Task item:
In the listing below, the answer starts at the line that has "Query: dirt trail" and stops after the line that has "the green pine"; please repeat that part exactly and nothing more.

Entries shown:
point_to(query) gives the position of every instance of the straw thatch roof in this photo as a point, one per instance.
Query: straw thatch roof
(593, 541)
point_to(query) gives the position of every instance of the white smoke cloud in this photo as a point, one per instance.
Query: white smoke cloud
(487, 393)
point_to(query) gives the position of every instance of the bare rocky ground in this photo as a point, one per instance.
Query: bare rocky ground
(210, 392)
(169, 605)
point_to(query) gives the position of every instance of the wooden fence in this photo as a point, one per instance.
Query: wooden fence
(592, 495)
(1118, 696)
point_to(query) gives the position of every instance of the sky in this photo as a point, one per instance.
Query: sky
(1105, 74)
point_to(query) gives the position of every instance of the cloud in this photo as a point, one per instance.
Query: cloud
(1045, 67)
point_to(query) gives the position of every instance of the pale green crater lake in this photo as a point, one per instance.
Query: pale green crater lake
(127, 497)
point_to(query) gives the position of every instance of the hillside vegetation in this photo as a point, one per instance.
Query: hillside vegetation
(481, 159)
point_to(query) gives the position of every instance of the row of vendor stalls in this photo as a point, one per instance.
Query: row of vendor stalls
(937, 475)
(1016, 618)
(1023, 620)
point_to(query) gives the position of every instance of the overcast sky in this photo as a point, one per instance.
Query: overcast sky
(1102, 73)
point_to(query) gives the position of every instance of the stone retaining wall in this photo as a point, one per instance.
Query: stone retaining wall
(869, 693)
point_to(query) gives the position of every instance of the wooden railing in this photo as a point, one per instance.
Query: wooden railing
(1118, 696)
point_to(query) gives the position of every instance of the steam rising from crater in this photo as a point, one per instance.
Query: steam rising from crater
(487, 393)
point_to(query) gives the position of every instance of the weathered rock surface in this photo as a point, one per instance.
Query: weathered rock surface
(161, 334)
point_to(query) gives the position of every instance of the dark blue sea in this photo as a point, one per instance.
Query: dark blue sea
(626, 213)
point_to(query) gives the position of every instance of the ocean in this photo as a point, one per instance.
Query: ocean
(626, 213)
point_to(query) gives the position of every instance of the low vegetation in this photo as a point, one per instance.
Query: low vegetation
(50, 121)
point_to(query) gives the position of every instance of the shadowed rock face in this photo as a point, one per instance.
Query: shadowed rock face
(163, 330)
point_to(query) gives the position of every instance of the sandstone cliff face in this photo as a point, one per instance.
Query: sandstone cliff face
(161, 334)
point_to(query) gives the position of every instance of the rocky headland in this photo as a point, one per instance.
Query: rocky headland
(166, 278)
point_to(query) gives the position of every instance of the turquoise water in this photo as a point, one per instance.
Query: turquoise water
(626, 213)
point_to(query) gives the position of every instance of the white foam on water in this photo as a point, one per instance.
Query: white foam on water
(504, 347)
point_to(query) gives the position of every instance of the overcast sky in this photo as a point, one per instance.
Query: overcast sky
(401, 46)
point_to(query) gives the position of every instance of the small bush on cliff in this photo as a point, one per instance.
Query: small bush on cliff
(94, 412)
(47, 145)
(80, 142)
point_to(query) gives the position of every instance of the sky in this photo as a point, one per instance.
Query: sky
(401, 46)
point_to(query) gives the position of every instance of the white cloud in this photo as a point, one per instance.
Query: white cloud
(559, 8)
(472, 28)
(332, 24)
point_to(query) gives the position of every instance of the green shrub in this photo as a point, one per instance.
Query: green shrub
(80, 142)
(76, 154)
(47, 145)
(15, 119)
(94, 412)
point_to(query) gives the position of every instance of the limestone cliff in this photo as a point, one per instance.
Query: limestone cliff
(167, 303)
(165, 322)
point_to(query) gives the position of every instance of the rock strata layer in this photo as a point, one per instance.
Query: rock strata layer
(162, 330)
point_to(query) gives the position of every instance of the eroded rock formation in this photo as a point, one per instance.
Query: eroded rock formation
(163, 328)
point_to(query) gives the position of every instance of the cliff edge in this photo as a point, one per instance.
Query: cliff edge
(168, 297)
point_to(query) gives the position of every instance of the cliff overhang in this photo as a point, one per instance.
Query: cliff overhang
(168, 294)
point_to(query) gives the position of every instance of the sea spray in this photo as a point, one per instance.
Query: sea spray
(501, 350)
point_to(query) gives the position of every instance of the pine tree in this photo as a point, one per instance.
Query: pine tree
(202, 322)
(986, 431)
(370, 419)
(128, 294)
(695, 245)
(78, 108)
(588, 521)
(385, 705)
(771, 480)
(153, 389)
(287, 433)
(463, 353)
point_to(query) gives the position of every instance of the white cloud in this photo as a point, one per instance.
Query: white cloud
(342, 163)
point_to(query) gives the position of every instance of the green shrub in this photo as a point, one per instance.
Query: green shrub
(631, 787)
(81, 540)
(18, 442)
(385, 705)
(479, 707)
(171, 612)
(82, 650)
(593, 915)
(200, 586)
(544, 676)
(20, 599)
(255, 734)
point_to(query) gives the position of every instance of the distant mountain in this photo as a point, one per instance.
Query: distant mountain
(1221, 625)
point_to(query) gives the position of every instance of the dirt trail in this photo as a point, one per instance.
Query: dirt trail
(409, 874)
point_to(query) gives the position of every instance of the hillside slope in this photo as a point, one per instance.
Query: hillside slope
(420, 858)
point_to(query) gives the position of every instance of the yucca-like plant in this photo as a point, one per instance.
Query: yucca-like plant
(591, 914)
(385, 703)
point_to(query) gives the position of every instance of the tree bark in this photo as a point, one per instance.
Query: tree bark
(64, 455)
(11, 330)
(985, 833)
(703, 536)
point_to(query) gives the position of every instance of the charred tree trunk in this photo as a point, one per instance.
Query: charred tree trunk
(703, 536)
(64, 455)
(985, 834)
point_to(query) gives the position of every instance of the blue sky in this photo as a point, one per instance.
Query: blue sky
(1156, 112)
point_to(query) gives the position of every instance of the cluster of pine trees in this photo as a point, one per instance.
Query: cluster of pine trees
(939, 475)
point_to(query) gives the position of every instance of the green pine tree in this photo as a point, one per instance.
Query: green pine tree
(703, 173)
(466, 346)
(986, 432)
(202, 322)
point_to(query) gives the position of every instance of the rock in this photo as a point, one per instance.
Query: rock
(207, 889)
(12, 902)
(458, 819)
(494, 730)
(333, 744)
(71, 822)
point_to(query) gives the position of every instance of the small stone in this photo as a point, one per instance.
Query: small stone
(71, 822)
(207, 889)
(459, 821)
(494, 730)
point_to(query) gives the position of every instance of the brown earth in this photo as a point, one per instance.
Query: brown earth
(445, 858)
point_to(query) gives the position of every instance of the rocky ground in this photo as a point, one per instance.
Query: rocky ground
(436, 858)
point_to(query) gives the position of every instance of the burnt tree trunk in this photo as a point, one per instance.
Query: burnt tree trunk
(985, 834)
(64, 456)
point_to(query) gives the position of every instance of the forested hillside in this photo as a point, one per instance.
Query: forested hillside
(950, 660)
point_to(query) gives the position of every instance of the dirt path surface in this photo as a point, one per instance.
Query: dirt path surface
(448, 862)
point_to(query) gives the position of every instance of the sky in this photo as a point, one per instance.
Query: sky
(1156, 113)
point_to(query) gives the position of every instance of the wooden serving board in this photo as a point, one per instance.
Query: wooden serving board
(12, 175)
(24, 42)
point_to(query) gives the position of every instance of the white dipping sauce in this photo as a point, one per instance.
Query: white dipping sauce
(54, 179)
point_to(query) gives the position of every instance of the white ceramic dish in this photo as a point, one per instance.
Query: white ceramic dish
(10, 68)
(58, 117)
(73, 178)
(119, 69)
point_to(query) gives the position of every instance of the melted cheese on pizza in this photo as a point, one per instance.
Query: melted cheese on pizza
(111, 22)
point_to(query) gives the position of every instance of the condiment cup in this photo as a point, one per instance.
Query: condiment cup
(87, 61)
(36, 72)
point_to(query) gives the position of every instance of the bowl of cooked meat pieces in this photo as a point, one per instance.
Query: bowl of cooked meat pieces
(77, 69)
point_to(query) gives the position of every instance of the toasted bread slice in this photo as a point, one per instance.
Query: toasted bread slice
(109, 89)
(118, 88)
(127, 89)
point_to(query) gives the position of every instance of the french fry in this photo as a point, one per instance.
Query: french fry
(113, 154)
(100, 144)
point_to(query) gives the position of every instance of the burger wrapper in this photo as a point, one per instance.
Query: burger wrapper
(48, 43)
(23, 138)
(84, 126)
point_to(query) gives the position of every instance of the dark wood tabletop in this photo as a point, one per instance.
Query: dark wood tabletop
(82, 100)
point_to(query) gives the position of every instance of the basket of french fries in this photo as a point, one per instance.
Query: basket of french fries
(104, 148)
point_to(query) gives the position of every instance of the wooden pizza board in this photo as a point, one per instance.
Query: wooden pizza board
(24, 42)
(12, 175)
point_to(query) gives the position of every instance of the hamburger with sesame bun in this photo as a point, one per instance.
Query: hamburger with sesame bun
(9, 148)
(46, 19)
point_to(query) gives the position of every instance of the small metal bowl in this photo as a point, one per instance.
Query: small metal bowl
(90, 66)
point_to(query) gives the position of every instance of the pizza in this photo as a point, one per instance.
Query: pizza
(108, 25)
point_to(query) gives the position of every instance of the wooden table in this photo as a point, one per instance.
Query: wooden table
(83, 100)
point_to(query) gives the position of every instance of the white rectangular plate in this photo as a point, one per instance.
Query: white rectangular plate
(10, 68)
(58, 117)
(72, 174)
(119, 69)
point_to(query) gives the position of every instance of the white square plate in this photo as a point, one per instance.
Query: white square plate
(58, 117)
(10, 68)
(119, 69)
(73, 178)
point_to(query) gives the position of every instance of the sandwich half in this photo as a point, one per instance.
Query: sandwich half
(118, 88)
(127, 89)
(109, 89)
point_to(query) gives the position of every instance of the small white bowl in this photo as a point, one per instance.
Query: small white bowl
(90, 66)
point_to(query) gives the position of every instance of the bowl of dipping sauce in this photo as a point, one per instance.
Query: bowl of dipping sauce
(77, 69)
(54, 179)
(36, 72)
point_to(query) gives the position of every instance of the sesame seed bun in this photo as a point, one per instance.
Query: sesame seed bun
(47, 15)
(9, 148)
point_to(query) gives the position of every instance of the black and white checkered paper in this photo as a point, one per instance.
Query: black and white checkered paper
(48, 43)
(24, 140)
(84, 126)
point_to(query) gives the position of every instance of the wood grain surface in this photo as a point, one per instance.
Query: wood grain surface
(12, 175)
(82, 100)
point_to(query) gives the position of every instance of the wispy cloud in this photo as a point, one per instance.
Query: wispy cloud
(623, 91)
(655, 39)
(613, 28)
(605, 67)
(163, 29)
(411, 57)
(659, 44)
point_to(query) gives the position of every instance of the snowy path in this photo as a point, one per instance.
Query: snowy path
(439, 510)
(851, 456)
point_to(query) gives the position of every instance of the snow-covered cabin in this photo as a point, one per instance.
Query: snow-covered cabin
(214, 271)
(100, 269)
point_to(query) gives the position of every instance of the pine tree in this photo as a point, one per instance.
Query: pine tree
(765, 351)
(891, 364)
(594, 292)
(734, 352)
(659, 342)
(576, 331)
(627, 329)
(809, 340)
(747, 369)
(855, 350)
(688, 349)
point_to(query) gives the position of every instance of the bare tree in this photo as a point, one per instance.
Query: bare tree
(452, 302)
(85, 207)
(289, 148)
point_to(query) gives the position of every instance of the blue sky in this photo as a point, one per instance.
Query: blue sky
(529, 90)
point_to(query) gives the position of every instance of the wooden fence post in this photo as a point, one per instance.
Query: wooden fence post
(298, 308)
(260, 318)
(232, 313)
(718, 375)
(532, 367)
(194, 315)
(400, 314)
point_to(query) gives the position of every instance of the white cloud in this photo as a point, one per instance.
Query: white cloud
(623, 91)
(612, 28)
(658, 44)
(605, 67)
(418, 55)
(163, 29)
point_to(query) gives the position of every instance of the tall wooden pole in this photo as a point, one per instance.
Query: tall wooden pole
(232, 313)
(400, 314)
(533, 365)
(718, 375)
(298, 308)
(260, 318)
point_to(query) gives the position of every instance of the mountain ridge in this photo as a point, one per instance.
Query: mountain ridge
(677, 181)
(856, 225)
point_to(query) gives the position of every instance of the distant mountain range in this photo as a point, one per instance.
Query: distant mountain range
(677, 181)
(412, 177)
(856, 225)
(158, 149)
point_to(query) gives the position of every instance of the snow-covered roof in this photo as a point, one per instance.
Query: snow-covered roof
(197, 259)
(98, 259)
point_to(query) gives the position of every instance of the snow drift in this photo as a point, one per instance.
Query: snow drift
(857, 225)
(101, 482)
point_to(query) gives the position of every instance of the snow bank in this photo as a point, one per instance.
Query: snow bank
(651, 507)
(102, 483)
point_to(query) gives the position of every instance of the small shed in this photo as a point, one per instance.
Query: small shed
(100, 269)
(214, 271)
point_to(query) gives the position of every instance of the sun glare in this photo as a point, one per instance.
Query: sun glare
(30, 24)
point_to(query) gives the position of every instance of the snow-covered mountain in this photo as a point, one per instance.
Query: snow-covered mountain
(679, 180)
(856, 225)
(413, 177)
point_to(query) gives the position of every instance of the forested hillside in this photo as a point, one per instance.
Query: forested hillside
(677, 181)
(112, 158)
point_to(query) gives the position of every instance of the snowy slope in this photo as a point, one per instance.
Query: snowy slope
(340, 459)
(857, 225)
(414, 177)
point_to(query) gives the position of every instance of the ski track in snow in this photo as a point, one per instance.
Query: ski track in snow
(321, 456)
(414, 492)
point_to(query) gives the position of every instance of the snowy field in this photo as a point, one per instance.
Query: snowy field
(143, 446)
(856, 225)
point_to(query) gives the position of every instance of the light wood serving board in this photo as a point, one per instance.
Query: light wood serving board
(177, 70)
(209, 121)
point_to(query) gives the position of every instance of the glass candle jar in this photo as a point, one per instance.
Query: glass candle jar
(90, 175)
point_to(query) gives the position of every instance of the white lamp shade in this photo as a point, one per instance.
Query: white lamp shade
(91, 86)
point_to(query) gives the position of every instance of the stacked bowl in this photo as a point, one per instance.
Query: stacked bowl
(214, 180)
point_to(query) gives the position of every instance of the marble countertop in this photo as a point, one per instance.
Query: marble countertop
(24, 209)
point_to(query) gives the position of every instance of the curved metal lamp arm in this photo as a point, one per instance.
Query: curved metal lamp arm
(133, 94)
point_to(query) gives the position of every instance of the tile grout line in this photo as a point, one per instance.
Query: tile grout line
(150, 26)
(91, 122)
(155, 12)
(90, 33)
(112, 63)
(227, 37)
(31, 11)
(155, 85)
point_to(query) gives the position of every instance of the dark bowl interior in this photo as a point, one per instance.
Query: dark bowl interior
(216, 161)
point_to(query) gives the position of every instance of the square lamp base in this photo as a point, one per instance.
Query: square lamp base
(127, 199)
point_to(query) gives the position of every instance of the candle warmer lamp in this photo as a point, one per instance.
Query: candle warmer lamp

Task solution:
Query: dirt trail
(409, 874)
point_to(query) gives the position of every instance of the hillside slope in this photo as a point, one per instance.
Query: hillside slope
(420, 858)
point_to(query) gives the position of every instance of the yucca-like plant in this photo as a point, one per instance.
Query: yucca-like plant
(591, 914)
(385, 703)
point_to(query) gives the position of every instance of the tree bark in this photo as a point, one per instance.
Query: tree bark
(64, 455)
(11, 330)
(985, 833)
(703, 536)
point_to(query) gives the position of every instance of the charred tree trunk in this photo as a point, one per instance.
Query: charred tree trunk
(703, 536)
(64, 455)
(985, 834)
point_to(query) gives the position of every instance of the blue sky in this photo as a point, one per instance.
Query: blue sky
(1156, 112)
point_to(query) gives the position of every instance of the cluster of pine trees in this photo as a point, one per instance.
Query: cluster of pine trees
(939, 475)
point_to(query) gives the position of every instance of the green pine tree in this photo as a point, one per instance.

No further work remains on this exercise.